◆ Exercise passage
American military officer and academic

Madison "Maddy" Goli-Tung (née Tung) is a United States Air Force Officer, wrestler, and Rhodes Scholar who was the first woman to wrestle for the U.S. Air Force Academy men's team.

== Early life and wrestling ==
Tung is originally from Santa Monica, California, where she wrestled for Santa Monica High School and was a six-time All-American. Coached by 2008 Olympian Marcie Van Dusen, she won a bronze medal for Team USA at the 15th Austrian Ladies Open in 2013, competing at 52 kg. In 2014, Tung became a national champion at the USA Wrestling Girls Junior Folkstyle Nationals held in Oklahoma City in the 117 lb weight class.

== Career ==
After high school, Tung attended the United States Air Force Academy, where she majored in Mathematics and Humanities and minored in Chinese. She was the first female wrestler on the Air Force Academy men's wrestling team, and trained at the nearby Olympic Training Center as part of the National 2014 U.S. Women's Freestyle Team. She was named a Stamps Scholar, a Truman Scholar, a Schwarzman Scholar, a Marshall Scholar and a Rhodes Scholar at Oriel College, Oxford. On May 30, 2019, Tung graduated as a Distinguished Graduate with a Bachelor of Science and commissioned as an active-duty Air Force Officer, and was recognized by President Donald Trump in his commencement address.

== Personal life ==
Tung has a private pilot license and holds a Black Belt in Hapkido, a Korean martial art. Tung is married to Larissa Goli, a DPhil student at Keble College, Oxford, and adopted the joint family name Goli-Tung.

◆ What this task involves
Reproduce the passage about Madison Goli-Tung from "American military officer" to "lb weight class.", word for word. The lines after this point have nothing to do with the passage about Madison Goli-Tung.

◆ Provided information
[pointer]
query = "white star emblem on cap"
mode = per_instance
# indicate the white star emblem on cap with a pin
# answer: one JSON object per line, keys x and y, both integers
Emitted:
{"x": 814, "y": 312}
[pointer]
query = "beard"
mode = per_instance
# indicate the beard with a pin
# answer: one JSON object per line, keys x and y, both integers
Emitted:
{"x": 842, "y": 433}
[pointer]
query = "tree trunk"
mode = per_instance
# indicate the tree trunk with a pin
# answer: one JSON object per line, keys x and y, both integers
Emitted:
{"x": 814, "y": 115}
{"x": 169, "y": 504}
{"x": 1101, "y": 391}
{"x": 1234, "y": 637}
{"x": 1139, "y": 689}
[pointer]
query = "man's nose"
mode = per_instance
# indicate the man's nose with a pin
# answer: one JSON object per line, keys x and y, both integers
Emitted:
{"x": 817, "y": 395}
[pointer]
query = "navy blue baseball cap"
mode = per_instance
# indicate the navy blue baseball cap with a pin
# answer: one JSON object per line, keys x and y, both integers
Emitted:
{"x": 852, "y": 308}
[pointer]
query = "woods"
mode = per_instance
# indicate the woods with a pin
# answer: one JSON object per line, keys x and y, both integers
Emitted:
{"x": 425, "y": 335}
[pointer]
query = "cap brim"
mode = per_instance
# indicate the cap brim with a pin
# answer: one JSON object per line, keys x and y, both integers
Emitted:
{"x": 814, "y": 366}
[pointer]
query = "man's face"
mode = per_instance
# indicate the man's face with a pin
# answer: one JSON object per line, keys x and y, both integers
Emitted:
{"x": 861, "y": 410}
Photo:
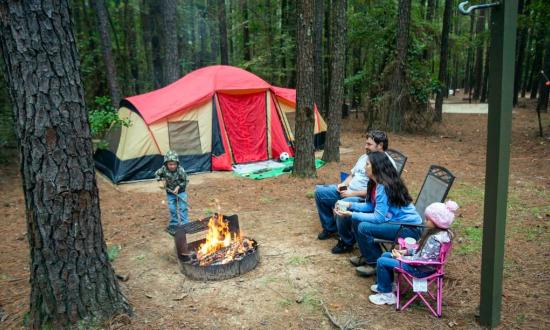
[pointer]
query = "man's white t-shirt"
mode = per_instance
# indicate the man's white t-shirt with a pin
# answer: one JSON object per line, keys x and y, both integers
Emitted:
{"x": 360, "y": 180}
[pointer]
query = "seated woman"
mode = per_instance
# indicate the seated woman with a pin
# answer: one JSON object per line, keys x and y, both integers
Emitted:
{"x": 378, "y": 217}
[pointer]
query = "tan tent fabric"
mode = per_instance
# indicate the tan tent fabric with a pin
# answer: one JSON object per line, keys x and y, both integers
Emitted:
{"x": 202, "y": 114}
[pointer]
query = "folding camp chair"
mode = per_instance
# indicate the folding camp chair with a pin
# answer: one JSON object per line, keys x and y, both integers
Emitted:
{"x": 398, "y": 158}
{"x": 434, "y": 282}
{"x": 435, "y": 188}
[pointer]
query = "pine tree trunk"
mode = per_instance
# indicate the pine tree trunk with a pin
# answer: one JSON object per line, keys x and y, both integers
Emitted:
{"x": 304, "y": 162}
{"x": 334, "y": 122}
{"x": 170, "y": 63}
{"x": 318, "y": 54}
{"x": 103, "y": 26}
{"x": 520, "y": 51}
{"x": 70, "y": 276}
{"x": 224, "y": 55}
{"x": 443, "y": 58}
{"x": 397, "y": 88}
{"x": 485, "y": 84}
{"x": 542, "y": 103}
{"x": 478, "y": 69}
{"x": 247, "y": 56}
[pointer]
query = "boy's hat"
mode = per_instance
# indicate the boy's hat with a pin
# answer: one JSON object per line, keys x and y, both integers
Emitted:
{"x": 171, "y": 156}
{"x": 442, "y": 215}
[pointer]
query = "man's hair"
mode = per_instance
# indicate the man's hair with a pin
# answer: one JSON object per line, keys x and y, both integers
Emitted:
{"x": 379, "y": 137}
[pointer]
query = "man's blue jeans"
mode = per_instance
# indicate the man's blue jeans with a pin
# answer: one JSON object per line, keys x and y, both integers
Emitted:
{"x": 178, "y": 208}
{"x": 384, "y": 272}
{"x": 367, "y": 232}
{"x": 325, "y": 198}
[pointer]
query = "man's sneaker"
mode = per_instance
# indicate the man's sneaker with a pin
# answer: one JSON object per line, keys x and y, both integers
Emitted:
{"x": 342, "y": 247}
{"x": 366, "y": 270}
{"x": 374, "y": 288}
{"x": 383, "y": 298}
{"x": 357, "y": 261}
{"x": 325, "y": 234}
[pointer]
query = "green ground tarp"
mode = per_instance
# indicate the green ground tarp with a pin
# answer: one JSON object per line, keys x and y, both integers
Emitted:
{"x": 269, "y": 171}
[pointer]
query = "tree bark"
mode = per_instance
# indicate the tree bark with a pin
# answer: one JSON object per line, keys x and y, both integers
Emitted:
{"x": 70, "y": 276}
{"x": 222, "y": 24}
{"x": 338, "y": 60}
{"x": 542, "y": 103}
{"x": 397, "y": 88}
{"x": 304, "y": 162}
{"x": 520, "y": 51}
{"x": 105, "y": 37}
{"x": 247, "y": 56}
{"x": 170, "y": 63}
{"x": 318, "y": 54}
{"x": 478, "y": 69}
{"x": 443, "y": 57}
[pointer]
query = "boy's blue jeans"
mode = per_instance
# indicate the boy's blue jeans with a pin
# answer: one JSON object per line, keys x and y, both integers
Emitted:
{"x": 177, "y": 205}
{"x": 325, "y": 198}
{"x": 384, "y": 272}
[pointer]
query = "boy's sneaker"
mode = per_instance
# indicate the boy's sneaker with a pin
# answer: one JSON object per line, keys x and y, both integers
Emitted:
{"x": 383, "y": 298}
{"x": 357, "y": 261}
{"x": 342, "y": 247}
{"x": 171, "y": 230}
{"x": 374, "y": 288}
{"x": 366, "y": 270}
{"x": 325, "y": 234}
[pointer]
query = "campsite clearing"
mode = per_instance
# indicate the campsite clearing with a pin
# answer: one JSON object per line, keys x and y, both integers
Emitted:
{"x": 298, "y": 277}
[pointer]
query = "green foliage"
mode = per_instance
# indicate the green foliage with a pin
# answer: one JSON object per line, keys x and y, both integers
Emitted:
{"x": 104, "y": 116}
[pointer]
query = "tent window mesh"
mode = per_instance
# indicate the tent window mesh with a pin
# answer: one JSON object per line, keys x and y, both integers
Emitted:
{"x": 185, "y": 137}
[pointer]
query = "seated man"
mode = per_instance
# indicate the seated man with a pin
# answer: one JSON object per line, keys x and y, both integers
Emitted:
{"x": 353, "y": 189}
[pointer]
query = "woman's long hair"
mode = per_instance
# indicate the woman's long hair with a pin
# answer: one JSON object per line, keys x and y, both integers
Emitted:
{"x": 385, "y": 174}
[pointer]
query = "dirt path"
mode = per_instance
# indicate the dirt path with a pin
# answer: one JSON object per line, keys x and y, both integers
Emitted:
{"x": 298, "y": 274}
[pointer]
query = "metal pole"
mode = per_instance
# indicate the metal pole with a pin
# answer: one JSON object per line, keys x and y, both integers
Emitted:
{"x": 501, "y": 84}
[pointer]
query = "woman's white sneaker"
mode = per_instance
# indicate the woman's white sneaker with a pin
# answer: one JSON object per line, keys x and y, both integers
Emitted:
{"x": 383, "y": 298}
{"x": 374, "y": 288}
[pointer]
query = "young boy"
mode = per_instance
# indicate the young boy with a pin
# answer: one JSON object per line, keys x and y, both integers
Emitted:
{"x": 175, "y": 181}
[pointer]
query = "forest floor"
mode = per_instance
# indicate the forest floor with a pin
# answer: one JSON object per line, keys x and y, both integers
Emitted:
{"x": 298, "y": 277}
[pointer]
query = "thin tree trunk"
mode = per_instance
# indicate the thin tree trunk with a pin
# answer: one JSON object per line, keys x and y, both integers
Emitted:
{"x": 222, "y": 24}
{"x": 318, "y": 54}
{"x": 304, "y": 162}
{"x": 399, "y": 75}
{"x": 485, "y": 85}
{"x": 102, "y": 22}
{"x": 520, "y": 51}
{"x": 71, "y": 278}
{"x": 334, "y": 123}
{"x": 478, "y": 69}
{"x": 170, "y": 63}
{"x": 247, "y": 56}
{"x": 443, "y": 57}
{"x": 542, "y": 104}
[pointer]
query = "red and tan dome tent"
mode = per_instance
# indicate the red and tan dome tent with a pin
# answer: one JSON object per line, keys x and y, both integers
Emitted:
{"x": 212, "y": 117}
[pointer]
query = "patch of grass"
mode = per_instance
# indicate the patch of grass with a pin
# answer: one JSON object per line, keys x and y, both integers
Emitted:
{"x": 471, "y": 239}
{"x": 284, "y": 302}
{"x": 298, "y": 260}
{"x": 113, "y": 251}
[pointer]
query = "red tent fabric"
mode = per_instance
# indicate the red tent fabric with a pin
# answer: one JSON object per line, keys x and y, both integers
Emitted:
{"x": 178, "y": 96}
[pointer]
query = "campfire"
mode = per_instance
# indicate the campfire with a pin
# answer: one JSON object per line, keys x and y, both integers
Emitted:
{"x": 222, "y": 245}
{"x": 214, "y": 249}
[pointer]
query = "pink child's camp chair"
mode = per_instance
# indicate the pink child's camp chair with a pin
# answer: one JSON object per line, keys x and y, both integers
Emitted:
{"x": 434, "y": 281}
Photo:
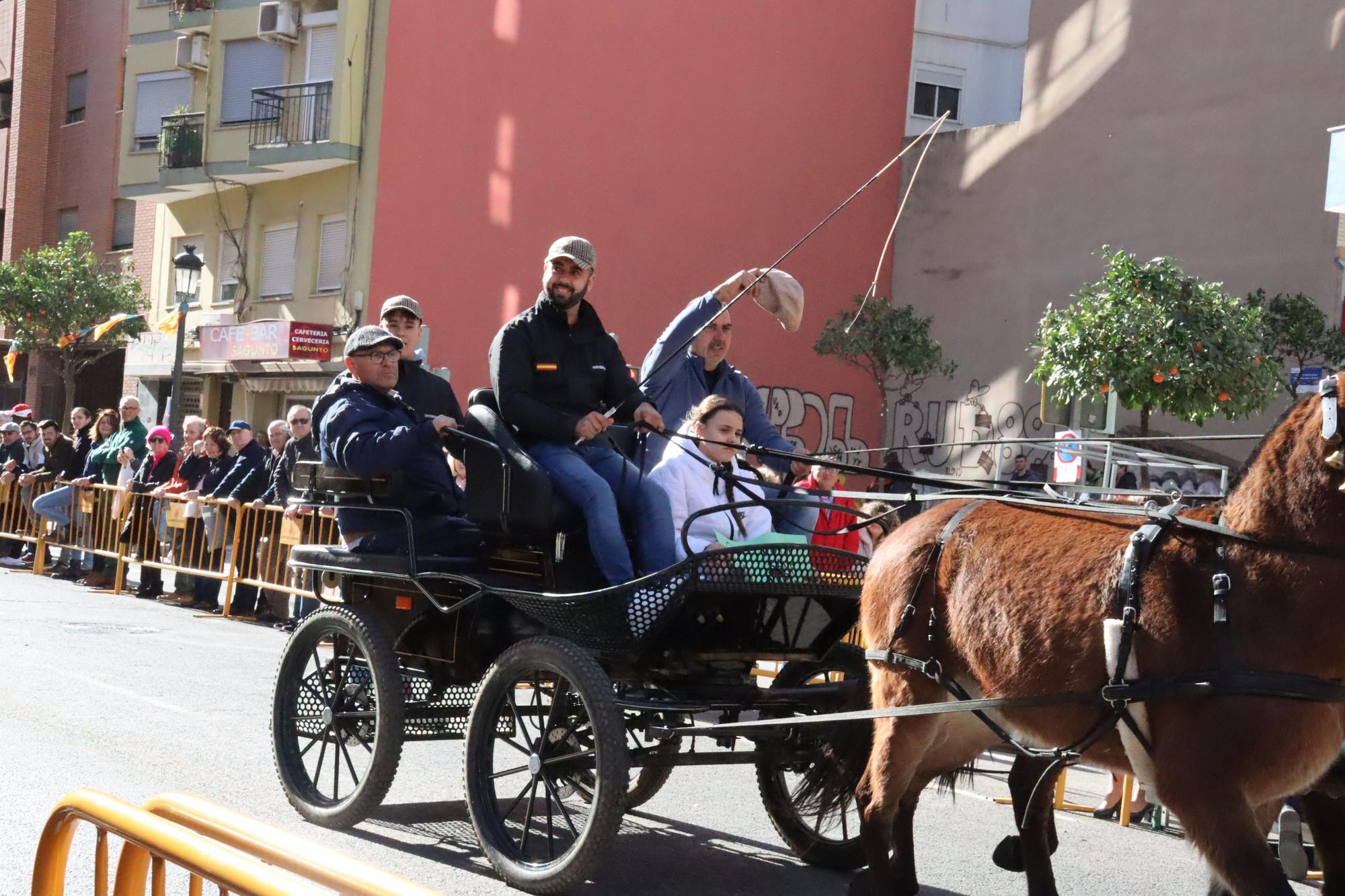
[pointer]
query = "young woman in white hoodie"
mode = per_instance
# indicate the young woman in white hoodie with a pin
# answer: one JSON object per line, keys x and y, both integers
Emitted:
{"x": 696, "y": 477}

◆ Output of the task
American military officer and academic

Madison "Maddy" Goli-Tung (née Tung) is a United States Air Force Officer, wrestler, and Rhodes Scholar who was the first woman to wrestle for the U.S. Air Force Academy men's team.

== Early life and wrestling ==
Tung is originally from Santa Monica, California, where she wrestled for Santa Monica High School and was a six-time All-American. Coached by 2008 Olympian Marcie Van Dusen, she won a bronze medal for Team USA at the 15th Austrian Ladies Open in 2013, competing at 52 kg. In 2014, Tung became a national champion at the USA Wrestling Girls Junior Folkstyle Nationals held in Oklahoma City in the 117 lb weight class.